• Task details: Please work out how many lines in the entries contain "agricultural", then give that number with nothing added.

■ ■ ■ ■ ■ ■ ■

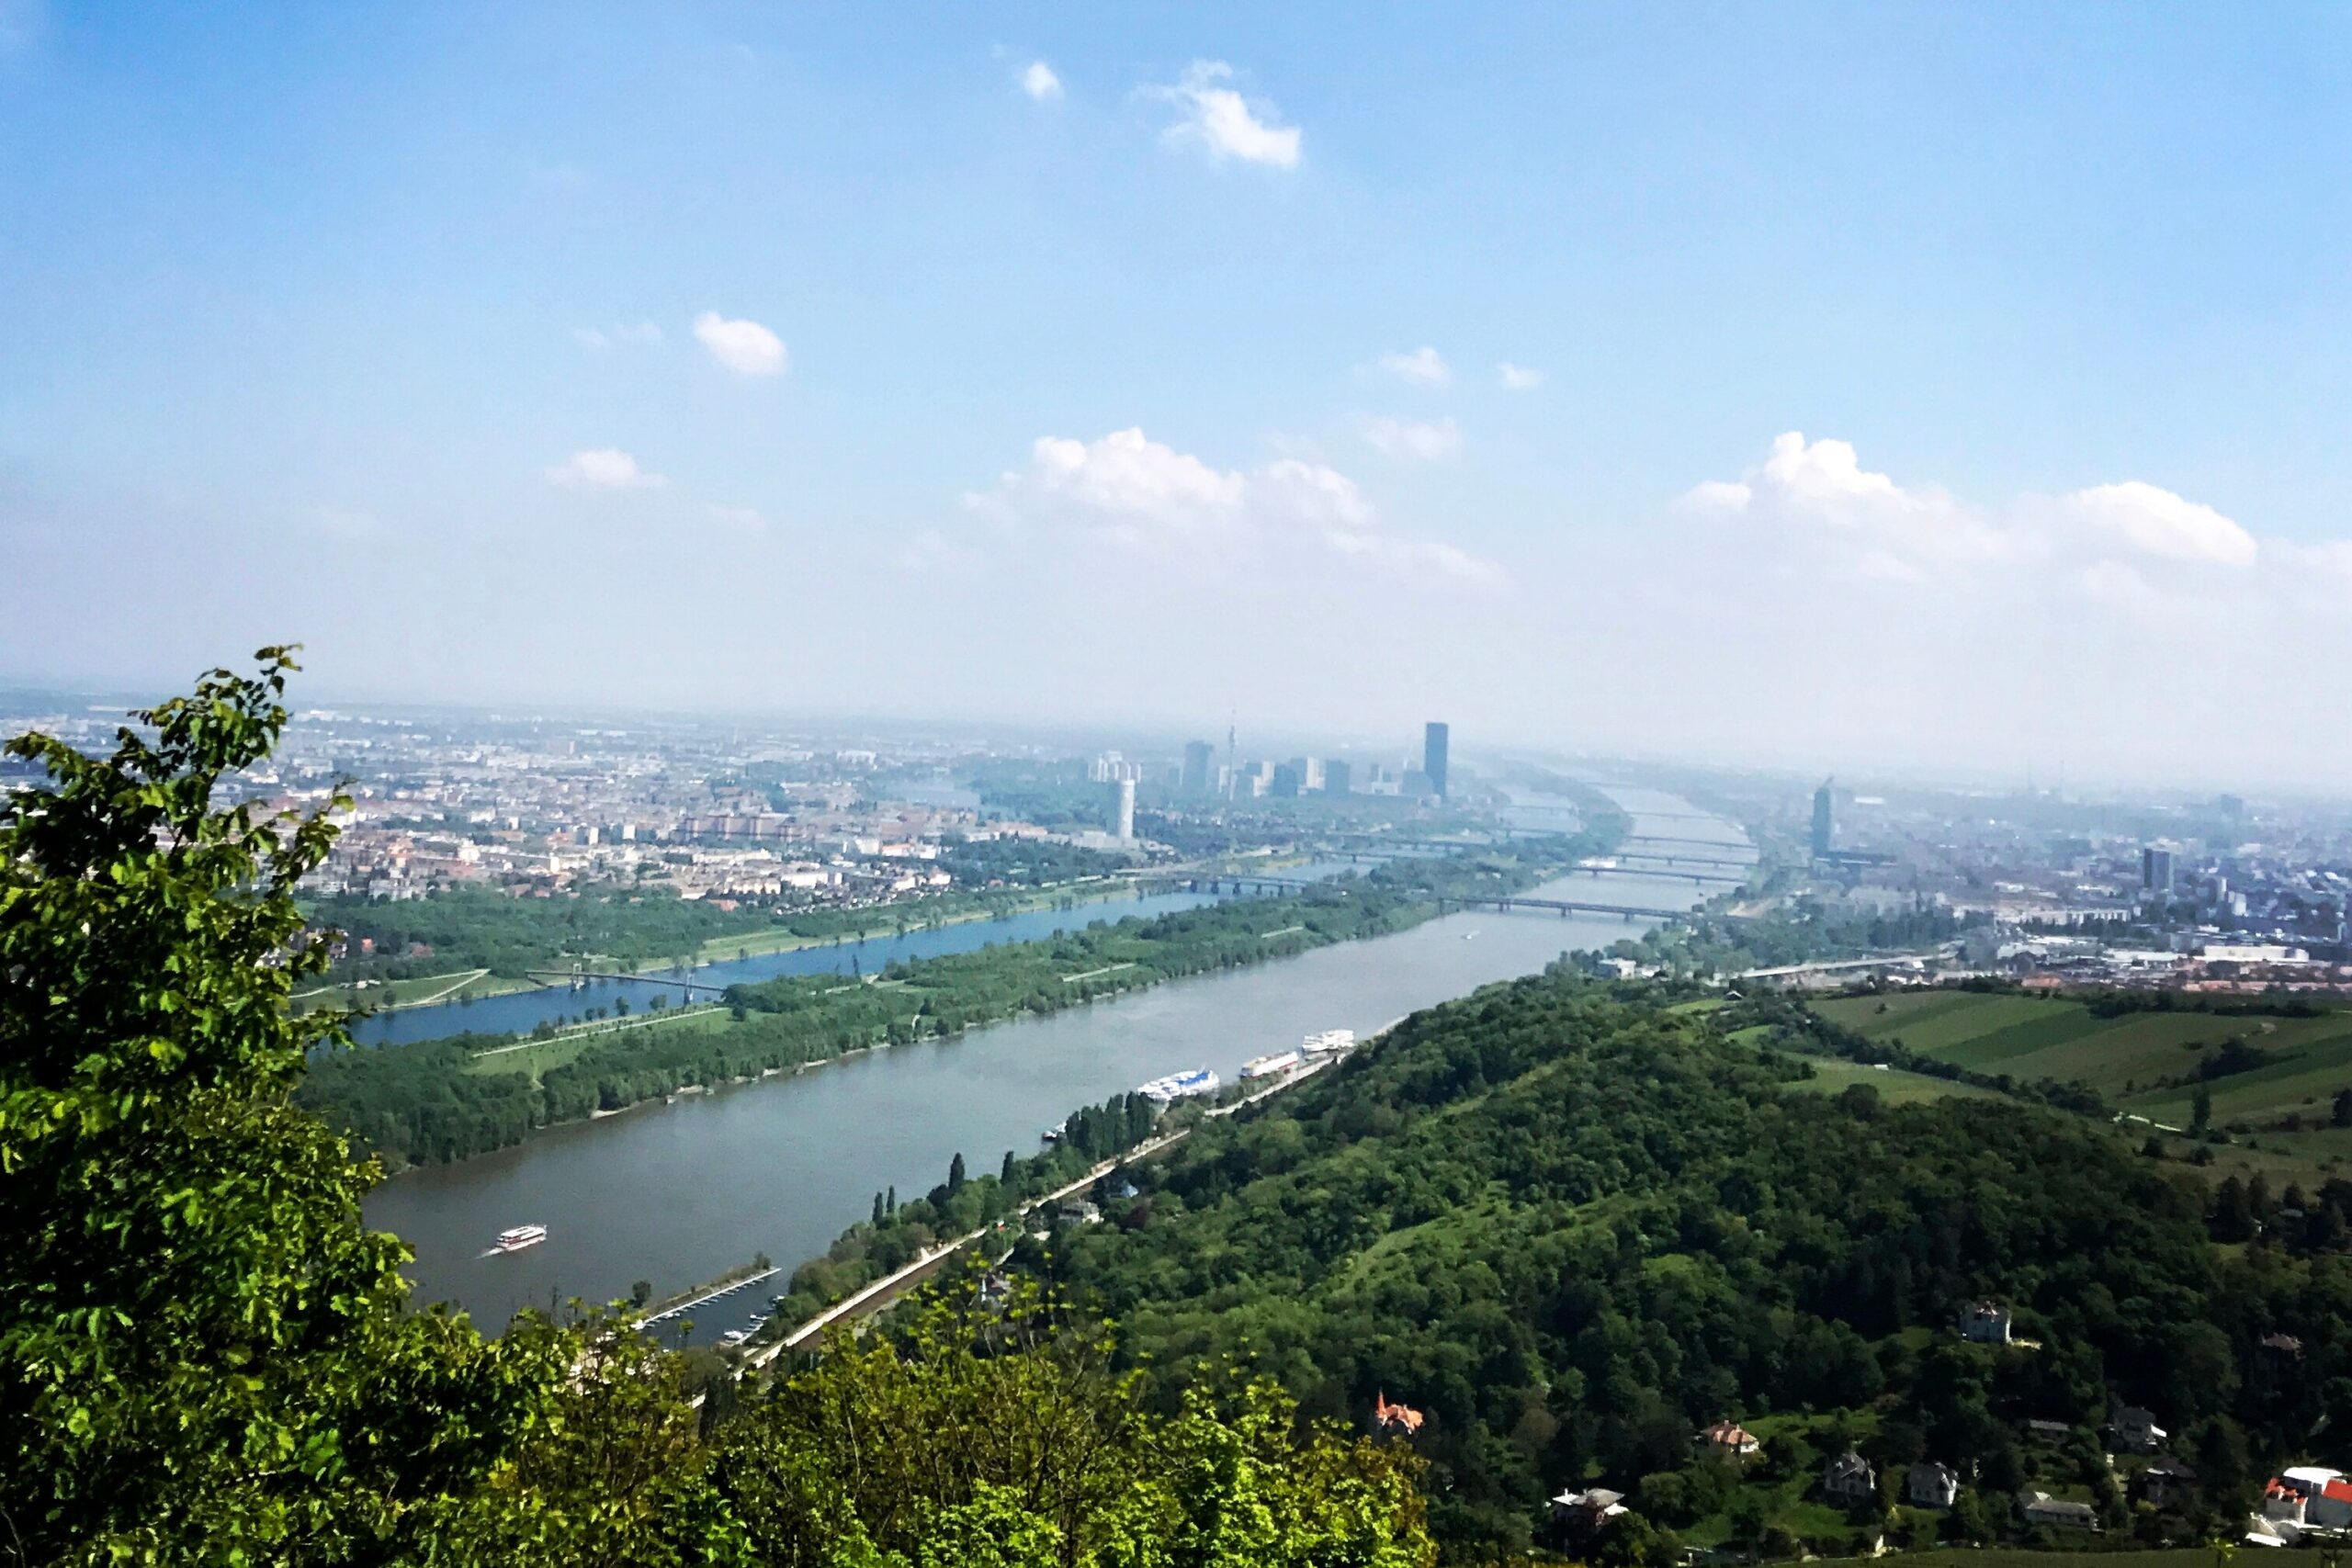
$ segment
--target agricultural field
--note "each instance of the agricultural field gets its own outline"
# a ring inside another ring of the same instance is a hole
[[[2335,1174],[2352,1161],[2352,1127],[2331,1124],[2337,1092],[2352,1088],[2352,1011],[2100,1018],[2064,998],[1956,990],[1839,997],[1814,1006],[1871,1040],[1978,1072],[2086,1084],[2161,1133],[2188,1126],[2199,1064],[2235,1041],[2262,1060],[2205,1084],[2213,1125],[2231,1134],[2230,1145],[2214,1151],[2216,1173],[2260,1170],[2275,1184]]]

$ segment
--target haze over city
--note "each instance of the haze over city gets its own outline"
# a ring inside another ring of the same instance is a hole
[[[2233,20],[8,0],[0,681],[2332,789]]]

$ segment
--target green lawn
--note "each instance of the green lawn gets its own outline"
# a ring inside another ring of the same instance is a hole
[[[672,1009],[666,1011],[641,1012],[626,1019],[606,1019],[591,1024],[575,1024],[552,1040],[517,1040],[509,1045],[492,1046],[477,1051],[466,1064],[469,1073],[526,1073],[534,1080],[550,1068],[560,1067],[591,1042],[606,1038],[622,1030],[712,1030],[732,1029],[734,1021],[722,1007],[710,1006]]]
[[[1866,1083],[1878,1090],[1879,1098],[1889,1105],[1911,1105],[1921,1100],[1941,1100],[1948,1095],[1984,1100],[2001,1098],[1989,1089],[1955,1083],[1950,1078],[1930,1077],[1925,1073],[1873,1067],[1861,1062],[1842,1061],[1836,1056],[1807,1056],[1805,1060],[1813,1066],[1813,1077],[1789,1086],[1799,1094],[1836,1094],[1850,1085]]]

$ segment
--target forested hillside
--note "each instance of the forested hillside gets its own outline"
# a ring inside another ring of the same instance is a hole
[[[2028,1486],[2189,1540],[2315,1431],[2341,1445],[2345,1258],[2215,1246],[2193,1177],[2062,1112],[1811,1092],[1810,1064],[1733,1043],[1710,1006],[1492,987],[1204,1129],[1114,1223],[1022,1256],[1121,1325],[1163,1401],[1237,1354],[1314,1414],[1363,1421],[1384,1393],[1424,1413],[1456,1550],[1523,1544],[1588,1484],[1635,1510],[1619,1552],[1659,1527],[1841,1551],[1890,1517],[2030,1535]],[[1984,1300],[2040,1348],[1962,1343]],[[2141,1459],[2121,1490],[2094,1446],[2117,1401],[2156,1413],[2192,1490],[2140,1504]],[[1744,1471],[1694,1457],[1724,1419],[1774,1439]],[[1876,1481],[1830,1508],[1816,1467],[1854,1443]],[[1891,1513],[1923,1458],[1971,1478],[1961,1505]]]

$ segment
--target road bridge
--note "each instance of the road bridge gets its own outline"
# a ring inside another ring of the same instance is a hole
[[[1680,844],[1699,850],[1744,850],[1750,847],[1735,839],[1678,839],[1671,833],[1628,833],[1618,843]]]
[[[595,969],[526,969],[523,973],[533,980],[568,980],[575,991],[591,980],[618,980],[639,986],[674,986],[682,991],[707,991],[714,997],[723,996],[727,991],[724,986],[714,986],[702,980],[675,980],[666,975],[608,974]]]
[[[1736,887],[1747,880],[1722,871],[1683,871],[1662,865],[1580,865],[1576,868],[1587,876],[1646,876],[1653,882],[1688,882],[1694,885],[1713,883],[1722,887]]]
[[[1741,873],[1756,869],[1756,863],[1752,860],[1731,860],[1723,855],[1694,855],[1679,850],[1620,850],[1608,858],[1621,863],[1629,860],[1654,860],[1666,865],[1703,865],[1716,870]]]
[[[1588,898],[1522,898],[1515,894],[1498,894],[1491,898],[1441,898],[1438,910],[1443,913],[1447,905],[1457,909],[1532,910],[1539,914],[1557,915],[1566,919],[1570,915],[1621,915],[1628,920],[1679,919],[1687,909],[1660,909],[1646,904],[1603,904]]]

■ ■ ■ ■ ■ ■ ■

• Task answer: 2